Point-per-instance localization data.

***

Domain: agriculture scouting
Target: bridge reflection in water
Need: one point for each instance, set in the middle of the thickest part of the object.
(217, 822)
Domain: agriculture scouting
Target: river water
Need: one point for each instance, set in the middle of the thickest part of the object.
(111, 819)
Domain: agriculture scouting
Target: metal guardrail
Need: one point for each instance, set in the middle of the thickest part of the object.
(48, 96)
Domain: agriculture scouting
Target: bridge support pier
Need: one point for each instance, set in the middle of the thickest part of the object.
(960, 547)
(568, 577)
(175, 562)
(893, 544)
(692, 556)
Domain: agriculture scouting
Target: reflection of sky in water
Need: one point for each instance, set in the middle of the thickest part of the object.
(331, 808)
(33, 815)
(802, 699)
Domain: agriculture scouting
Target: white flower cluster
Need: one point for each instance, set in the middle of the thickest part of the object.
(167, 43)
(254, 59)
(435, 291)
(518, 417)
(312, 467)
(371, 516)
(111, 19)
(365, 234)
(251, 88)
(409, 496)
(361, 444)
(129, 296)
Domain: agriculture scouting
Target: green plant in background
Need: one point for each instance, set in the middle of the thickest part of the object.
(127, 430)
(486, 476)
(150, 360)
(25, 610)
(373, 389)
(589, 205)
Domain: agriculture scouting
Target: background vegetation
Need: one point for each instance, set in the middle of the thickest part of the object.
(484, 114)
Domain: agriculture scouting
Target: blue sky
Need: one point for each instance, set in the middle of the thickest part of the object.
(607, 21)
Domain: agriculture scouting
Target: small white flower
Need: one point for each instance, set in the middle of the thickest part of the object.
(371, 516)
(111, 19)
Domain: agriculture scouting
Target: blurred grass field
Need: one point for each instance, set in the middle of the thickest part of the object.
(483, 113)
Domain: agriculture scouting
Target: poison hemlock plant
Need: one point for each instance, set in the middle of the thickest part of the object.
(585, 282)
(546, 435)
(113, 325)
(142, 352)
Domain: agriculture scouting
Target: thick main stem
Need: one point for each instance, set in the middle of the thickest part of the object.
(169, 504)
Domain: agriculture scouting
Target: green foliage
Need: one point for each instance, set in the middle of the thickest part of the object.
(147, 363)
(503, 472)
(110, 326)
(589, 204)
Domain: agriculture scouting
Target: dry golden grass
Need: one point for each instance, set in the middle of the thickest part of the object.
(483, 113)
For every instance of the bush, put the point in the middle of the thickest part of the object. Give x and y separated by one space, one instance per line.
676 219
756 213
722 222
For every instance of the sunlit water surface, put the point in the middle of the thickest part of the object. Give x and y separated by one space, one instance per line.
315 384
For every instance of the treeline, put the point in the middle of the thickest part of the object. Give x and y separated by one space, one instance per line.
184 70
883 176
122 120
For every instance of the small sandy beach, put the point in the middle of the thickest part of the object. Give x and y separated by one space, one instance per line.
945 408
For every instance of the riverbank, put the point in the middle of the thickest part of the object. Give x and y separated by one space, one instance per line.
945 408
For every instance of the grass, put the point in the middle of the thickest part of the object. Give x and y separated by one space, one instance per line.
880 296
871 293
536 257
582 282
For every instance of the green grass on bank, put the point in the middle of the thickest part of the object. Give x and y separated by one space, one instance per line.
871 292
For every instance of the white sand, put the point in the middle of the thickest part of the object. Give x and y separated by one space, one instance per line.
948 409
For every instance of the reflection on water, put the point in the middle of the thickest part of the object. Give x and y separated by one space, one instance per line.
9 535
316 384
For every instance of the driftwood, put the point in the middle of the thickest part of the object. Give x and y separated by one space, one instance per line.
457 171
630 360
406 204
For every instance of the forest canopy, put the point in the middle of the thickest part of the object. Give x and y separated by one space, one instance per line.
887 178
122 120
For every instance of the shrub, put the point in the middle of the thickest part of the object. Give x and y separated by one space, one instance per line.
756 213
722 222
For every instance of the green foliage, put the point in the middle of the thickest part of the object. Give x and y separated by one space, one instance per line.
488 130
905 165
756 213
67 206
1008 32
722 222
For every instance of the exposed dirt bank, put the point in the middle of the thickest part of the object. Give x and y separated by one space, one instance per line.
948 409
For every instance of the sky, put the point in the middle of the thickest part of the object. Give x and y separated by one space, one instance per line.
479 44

***

Task to carry out. Please copy out the data above exactly.

Solution to the problem.
Domain: agriculture scouting
Target: bridge reflection in water
Need: one point for each instance, set in the middle of the thickest part of the object.
(217, 822)
Domain: agriculture scouting
Target: river water
Need: one point for each instance, set in the middle of the thickest part of the object.
(111, 819)
Domain: agriculture scouting
Target: metal guardrail
Need: one point for each instance, set in the middle of the thickest part of the object.
(48, 96)
Domain: agriculture scouting
Target: bridge support pier
Need: one point for each instance, set in the middle of the thickest part of the object.
(960, 547)
(568, 577)
(175, 562)
(893, 544)
(692, 556)
Domain: agriculture scouting
Target: reflection of sky in water
Need: one point for each instance, set in the middle of the thickest part of the object.
(331, 808)
(33, 815)
(802, 699)
Domain: agriculture scouting
Target: white flower cluster
Need: one point for each instance, set in the middle of the thickest part of the object.
(167, 43)
(254, 59)
(435, 291)
(518, 417)
(312, 467)
(371, 516)
(111, 19)
(365, 234)
(251, 88)
(409, 496)
(361, 444)
(129, 296)
Domain: agriculture scouting
Target: green plant in background
Need: one point for each instance, set in the middle of the thickest part of the object.
(127, 430)
(486, 476)
(150, 360)
(25, 610)
(373, 389)
(589, 205)
Domain: agriculture scouting
Target: background vegetation
Need: one point for each instance, set in the middle of the thickest part of the object.
(484, 114)
Domain: agriculture scouting
Target: blue sky
Need: one point for each instance, set in the middle of the thickest part of the object.
(607, 21)
Domain: agriculture scouting
Target: small white flower
Need: one point for each instance, set in the middle of the thickest part of the object.
(371, 516)
(111, 19)
Domain: agriculture scouting
Target: blurred grass field
Need: one point for each instance, set in the middle of the thickest part of the object.
(483, 113)
Domain: agriculture scouting
Target: poison hemlock plant
Need: one point for each instance, set in the middle of the thickest part of the object.
(585, 282)
(546, 435)
(113, 325)
(142, 352)
Domain: agriculture scouting
Target: thick main stem
Need: one point for each instance, set in the middle of the thickest part of the object.
(169, 504)
Domain: agriculture scouting
Target: green foliage
Need: one point for each instance, set in the middle of the thickest part of the object.
(147, 363)
(503, 472)
(110, 326)
(589, 204)
Domain: agriculture scouting
Target: dry golden grass
Need: one point for each instance, set in the middle of the thickest part of the object.
(483, 113)
For every instance of the bush, put the point in the middle of the thickest part of the object. Give x and y separated by one space, one instance per line.
676 219
756 213
722 222
For every instance of the sunlit water surface, put the point in the middle of the thickest part of the object. Give x and y separated by one space, one instance per line.
315 384
For every instance of the treeline, put the point in the middle of the thickest part of the object. Give x and y separated by one space, one instance per line.
184 70
883 176
122 120
For every instance of the small sandy beach, put the point in the middle of the thickest part of the object. Give x and y separated by one space, one instance per line.
945 408
For every instance of the riverbank, put the point in the middle of the thickest part of the object. Give x and y separated by one space, one instance per line.
945 408
For every instance of the grass, put the point in the middle of the thickest part of the object. Give x and y separated by one space, one instance per line.
880 296
871 293
536 257
582 282
For every instance of the green grass on bank, put the point in the middle of the thickest part of the object. Give x and y separated by one space, one instance per line.
871 292
For every instance of the white sand, put the point in the middle of the thickest part of the object. Give x and y separated by one space, one instance per line.
948 409
For every instance of the reflection on water, put the point in the middle of the thickest part of the object. Give x and y separated by one space, one instance per line.
9 535
316 384
For every instance of the driftwood, put the point in the middle of the thickest part of the object. Give x and y separated by one space, one instance per line.
457 171
630 360
406 204
For every instance of the forest canopy, put the point in the middle of the thickest part of the object. Give x and y separated by one space, one instance per line.
887 178
122 120
For every instance of the shrub, put the point in the middle of the thickest part of the object. Give x and y separated by one space, one instance per line.
756 213
722 222
For every instance of the green foliage, put the point in the middle of the thickest part of the object. Give x and y separated by one space, one instance per line.
488 130
905 165
756 213
67 206
1008 32
722 222
For every instance of the exposed dirt bank, put the point in the middle of the thickest part of the object. Give x and y separated by one space, one instance per line.
948 409
For every instance of the sky, put the point in the middle of the thickest part of the object. Give x and y separated by one space, one instance per line.
479 44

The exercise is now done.